- _Brief a_:
Reproduce the records exactly, starting at the line that contains "Find the cyclist's" and ending at the last line of the records.

- _Excerpt provided_:
Given the model above, we have all we need to fit the model: observations from
:math:`X`, fully defined latent variables (:math:`Z`), and a
function approximator :math:`g(\cdot)`; the only thing we need to find is
:math:`\theta`.  This is a classic optimization problem where we could use an
MLE (or MAP) estimate.  Let's see how this works out.

First, we need to define the probability of seeing a single example :math:`x`:

.. math::

    P(X=x) &= \int p(X=x,Z=z) dz \\
           &= \int p(X=x|z;\theta)p(z) dz \\
    &= \int p_{\mathcal{N}}(x;g(z;\theta),\sigma^2*I)
            p_{\mathcal{N}}(z;0,I) dz \\
    &\approx \frac{1}{M} \sum_{m=1}^M p_{\mathcal{N}}(x;g(z_m;\theta),\sigma^2*I)
    &&& \text{where } z_m \sim \mathcal{N}(0,I) \\
    \tag{6}

The probability of a single sample is just the joint probability of our given
model marginalizing (i.e. integrating) out :math:`Z`.  Since we don't have an
analytical form of the density, we approximate the integral by averaging over
:math:`M` samples from :math:`Z\sim \mathcal{N}(0, I)`.

- _Record excerpts_:

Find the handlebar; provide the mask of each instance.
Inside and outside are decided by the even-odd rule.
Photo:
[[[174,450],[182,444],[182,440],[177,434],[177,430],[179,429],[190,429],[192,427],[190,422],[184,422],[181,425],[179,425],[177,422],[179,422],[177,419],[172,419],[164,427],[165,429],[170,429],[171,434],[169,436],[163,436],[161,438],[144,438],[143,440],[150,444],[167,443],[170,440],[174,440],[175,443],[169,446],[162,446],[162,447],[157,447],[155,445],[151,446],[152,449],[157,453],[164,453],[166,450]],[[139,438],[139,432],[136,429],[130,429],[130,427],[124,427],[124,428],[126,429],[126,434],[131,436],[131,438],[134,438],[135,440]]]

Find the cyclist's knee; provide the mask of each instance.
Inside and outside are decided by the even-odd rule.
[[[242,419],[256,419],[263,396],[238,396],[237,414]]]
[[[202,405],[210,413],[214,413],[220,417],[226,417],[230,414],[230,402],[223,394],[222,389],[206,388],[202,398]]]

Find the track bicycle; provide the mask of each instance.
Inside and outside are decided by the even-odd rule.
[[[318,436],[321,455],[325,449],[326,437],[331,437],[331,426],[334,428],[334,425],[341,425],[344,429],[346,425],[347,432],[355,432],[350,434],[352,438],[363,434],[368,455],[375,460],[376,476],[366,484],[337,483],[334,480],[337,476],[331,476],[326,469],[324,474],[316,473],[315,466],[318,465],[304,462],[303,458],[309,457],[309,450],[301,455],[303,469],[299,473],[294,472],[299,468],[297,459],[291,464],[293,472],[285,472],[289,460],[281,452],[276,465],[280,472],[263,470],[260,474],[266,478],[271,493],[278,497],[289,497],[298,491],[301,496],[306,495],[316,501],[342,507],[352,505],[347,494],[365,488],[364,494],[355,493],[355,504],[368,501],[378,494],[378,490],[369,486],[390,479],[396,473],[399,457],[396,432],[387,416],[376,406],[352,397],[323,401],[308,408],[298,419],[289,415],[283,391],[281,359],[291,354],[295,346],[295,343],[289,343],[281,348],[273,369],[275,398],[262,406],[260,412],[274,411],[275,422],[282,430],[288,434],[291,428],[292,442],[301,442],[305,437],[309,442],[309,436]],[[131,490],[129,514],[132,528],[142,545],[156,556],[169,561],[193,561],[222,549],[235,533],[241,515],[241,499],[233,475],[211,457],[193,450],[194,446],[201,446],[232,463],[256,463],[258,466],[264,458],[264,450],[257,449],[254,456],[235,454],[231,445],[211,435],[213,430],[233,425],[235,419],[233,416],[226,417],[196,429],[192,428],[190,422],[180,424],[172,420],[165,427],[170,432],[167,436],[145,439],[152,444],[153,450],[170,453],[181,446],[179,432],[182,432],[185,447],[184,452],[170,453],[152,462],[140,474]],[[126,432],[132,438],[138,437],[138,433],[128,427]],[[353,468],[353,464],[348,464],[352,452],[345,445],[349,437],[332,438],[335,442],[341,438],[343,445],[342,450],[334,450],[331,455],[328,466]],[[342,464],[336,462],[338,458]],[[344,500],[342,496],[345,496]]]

- _Brief b_:
List every item that the excerpt on model fitting says we already have in order to fit the model.

- _Task output a_:
Find the cyclist's knee; provide the mask of each instance.
Inside and outside are decided by the even-odd rule.
[[[242,419],[256,419],[263,396],[238,396],[237,414]]]
[[[202,405],[210,413],[214,413],[220,417],[226,417],[230,414],[230,402],[223,394],[222,389],[206,388],[202,398]]]

Find the track bicycle; provide the mask of each instance.
Inside and outside are decided by the even-odd rule.
[[[318,436],[321,455],[325,449],[326,437],[331,437],[331,426],[334,428],[334,425],[341,425],[344,429],[346,425],[347,432],[355,432],[350,434],[352,438],[363,434],[368,455],[375,460],[376,476],[366,484],[337,483],[334,480],[337,476],[331,476],[326,469],[324,474],[316,473],[315,466],[318,465],[304,462],[303,458],[309,457],[309,450],[301,455],[303,469],[299,473],[294,472],[299,468],[297,459],[291,464],[293,472],[285,472],[289,460],[281,452],[276,465],[280,472],[263,470],[260,474],[266,478],[271,493],[278,497],[289,497],[298,491],[301,496],[306,495],[316,501],[342,507],[352,505],[347,494],[365,488],[364,494],[355,493],[355,504],[368,501],[378,494],[378,490],[369,486],[390,479],[396,473],[399,457],[396,432],[387,416],[376,406],[352,397],[323,401],[308,408],[298,419],[289,415],[283,391],[281,359],[291,354],[295,346],[295,343],[289,343],[281,348],[273,369],[275,398],[262,406],[260,412],[274,411],[275,422],[282,430],[288,434],[291,428],[292,442],[301,442],[305,437],[309,442],[309,436]],[[131,490],[129,514],[132,528],[142,545],[156,556],[169,561],[193,561],[222,549],[235,533],[241,515],[241,499],[233,475],[211,457],[193,450],[194,446],[201,446],[232,463],[256,463],[258,466],[264,458],[264,450],[257,449],[254,456],[235,454],[231,445],[211,435],[213,430],[233,425],[235,419],[233,416],[226,417],[196,429],[192,428],[190,422],[180,424],[172,420],[165,427],[170,432],[167,436],[145,439],[152,444],[153,450],[170,453],[181,446],[179,432],[182,432],[185,447],[184,452],[170,453],[152,462],[140,474]],[[126,432],[132,438],[138,437],[138,433],[128,427]],[[353,468],[353,464],[348,464],[352,452],[345,445],[349,437],[332,438],[335,442],[341,438],[343,445],[342,450],[334,450],[331,455],[328,466]],[[342,464],[336,462],[338,458]],[[344,500],[342,496],[345,496]]]

- _Task output b_:
- Observations from X
- Fully defined latent variables (Z)
- A function approximator g(·)